_Text section_
*** Block opens ***

Websites can collect a lot of information about you just from your browsing.

Sometimes useful, sometimes unsettling, but it's interesting to know just how some of this works.

What am I telling them?

When you ask for a particular web page, the request doesn't just ask for the URL, it includes quite a lot of additional detail [1]. Two interesting sets of data are (1) details about your browser and (2) your network address.

USER-AGENT

The user-agent is a description of your browser that generally describes your browser and operating system. A user-agent string might look like:

Mozilla/4.0 (compatible; MSIE 6.0; Windows NT 5.1; SV1; Maxthon)

Although it starts 'Mozilla' this is actually from MS Internet Explorer (you can tell from the MSIE bit).

This information lets web sites display different content for different browsers - if you are using a tablet, you might get the 'mobile' version instead of the 'full' version. This is a Good Thing.

IP Address

When you ask for a page, the web site has to know where to send it back to - your network address. This is generally determined by your ISP - even if you have a private network with your own addresses, once you get to the internet it's your public IP address that counts.

Because IP addresses are publicly allocated to countries and ISPs your address can generally be traced to your city and even suburb. The accuracy of this tracing depends on various factors, but can be up to 98% correct.

This can be used for customising content but not always in a good way:

  • Good: If you’re in France, we should probably show you the French translation - unless you have a cookie that says you want the English version.
  • Not Good: Find sexy singles in [your location].

Can I see this stuff?

A quick web search will suggest many sites that display your user agent, IP address and other details.

*** Block closes ***

Data excerpts
*** Block opens ***

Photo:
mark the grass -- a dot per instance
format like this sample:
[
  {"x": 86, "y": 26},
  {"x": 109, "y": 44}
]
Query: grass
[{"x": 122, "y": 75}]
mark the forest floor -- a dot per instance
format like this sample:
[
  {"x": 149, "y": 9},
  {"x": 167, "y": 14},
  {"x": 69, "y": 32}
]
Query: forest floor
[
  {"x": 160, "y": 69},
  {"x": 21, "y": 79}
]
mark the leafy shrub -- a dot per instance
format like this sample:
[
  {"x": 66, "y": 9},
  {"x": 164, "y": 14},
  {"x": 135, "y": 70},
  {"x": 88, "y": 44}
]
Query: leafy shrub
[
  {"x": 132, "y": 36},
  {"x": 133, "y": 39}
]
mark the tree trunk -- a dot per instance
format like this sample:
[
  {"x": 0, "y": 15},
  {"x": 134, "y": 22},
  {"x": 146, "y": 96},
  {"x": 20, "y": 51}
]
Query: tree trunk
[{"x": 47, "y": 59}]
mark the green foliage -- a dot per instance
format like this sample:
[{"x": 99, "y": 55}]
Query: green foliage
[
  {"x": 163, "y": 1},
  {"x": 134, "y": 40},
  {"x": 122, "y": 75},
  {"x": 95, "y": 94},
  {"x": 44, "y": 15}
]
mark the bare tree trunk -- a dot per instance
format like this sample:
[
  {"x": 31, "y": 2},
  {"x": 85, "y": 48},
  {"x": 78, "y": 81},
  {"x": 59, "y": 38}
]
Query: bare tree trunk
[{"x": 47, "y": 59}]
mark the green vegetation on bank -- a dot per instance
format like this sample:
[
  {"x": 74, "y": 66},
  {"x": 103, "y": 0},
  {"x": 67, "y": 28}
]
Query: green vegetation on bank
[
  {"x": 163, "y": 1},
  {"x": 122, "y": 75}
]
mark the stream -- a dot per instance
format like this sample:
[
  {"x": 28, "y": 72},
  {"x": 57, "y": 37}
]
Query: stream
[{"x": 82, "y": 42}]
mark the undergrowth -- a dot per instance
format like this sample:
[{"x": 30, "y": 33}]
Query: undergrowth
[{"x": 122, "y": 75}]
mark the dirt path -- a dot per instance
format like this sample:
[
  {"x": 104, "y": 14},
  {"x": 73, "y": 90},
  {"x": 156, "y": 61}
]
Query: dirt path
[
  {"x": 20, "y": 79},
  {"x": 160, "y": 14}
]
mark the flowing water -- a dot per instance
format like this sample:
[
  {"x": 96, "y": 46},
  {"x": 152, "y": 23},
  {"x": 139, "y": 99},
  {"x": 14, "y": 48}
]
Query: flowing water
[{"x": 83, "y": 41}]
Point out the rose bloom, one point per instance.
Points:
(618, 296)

*** Block closes ***

_List of tasks_
1: Write out the passage on browser tracking from "Sometimes useful, sometimes" to "5.1; SV1; Maxthon)", inclusive.
2: Continue the passage on browser tracking from where it stops.

_Answers for this exercise_
1:
Sometimes useful, sometimes unsettling, but it's interesting to know just how some of this works.

What am I telling them?

When you ask for a particular web page, the request doesn't just ask for the URL, it includes quite a lot of additional detail [1]. Two interesting sets of data are (1) details about your browser and (2) your network address.

USER-AGENT

The user-agent is a description of your browser that generally describes your browser and operating system. A user-agent string might look like:

Mozilla/4.0 (compatible; MSIE 6.0; Windows NT 5.1; SV1; Maxthon)

2:
Can I use this stuff?

On your own web site, you can see these details for yourself.

The key is having access to the raw request and parsing the contents using a Common Gateway Interface compatible [2] language.

Perl example

#! perl
require CGI;
require Env;
my $q = new CGI;
print $q->header(-type=>'text/html');
print $q->start_html(-title=>'Environment');
print "<h1>Environment</h1>\n<table border='1' cellspacing='1' cellpadding='2'>\n<tr><td>Property</td><td>Value</td></tr>";
foreach $key ( sort keys %ENV )
{
     print "<tr><td>$key</td><td>$ENV{$key}</td></tr>\n";
}
print "</table>\n";
print $q->end_html();

PHP example

<?php
echo '<h1>Environment</H1>';
echo "<table border='1' cellspacing='1' cellpadding='2'>
<tr><td>Property</td><td>Value</td></tr>";
foreach ($_SERVER as $key => $value)
{
     echo "<tr><td>", $key, "</td><td>", $value, "</td></tr>";
}
echo "</table>"; ?>

If you use a content management system such as Joomla, there are probably pre-built extensions and libraries that will make this easier.

Big Scary Warning

Don't display all the server variables on any web page that is publicly accessible. The information included may expose information your site to hackers.

You've been told.

What about cookies

Cookies don't create the information, they just store it for later use (the cookie and its associated data is include with each subsequent request you make to the originating site).

Cookies can be populated with information obtained from the user agent or from other data available to the server (or a combination).

References

[1] Hypertext Transfer Protocol -- HTTP/1.1 see User agent in section 14.43.

[2] The Common Gateway Interface (CGI) Version 1.1 see Request meta-variables in section 4.1.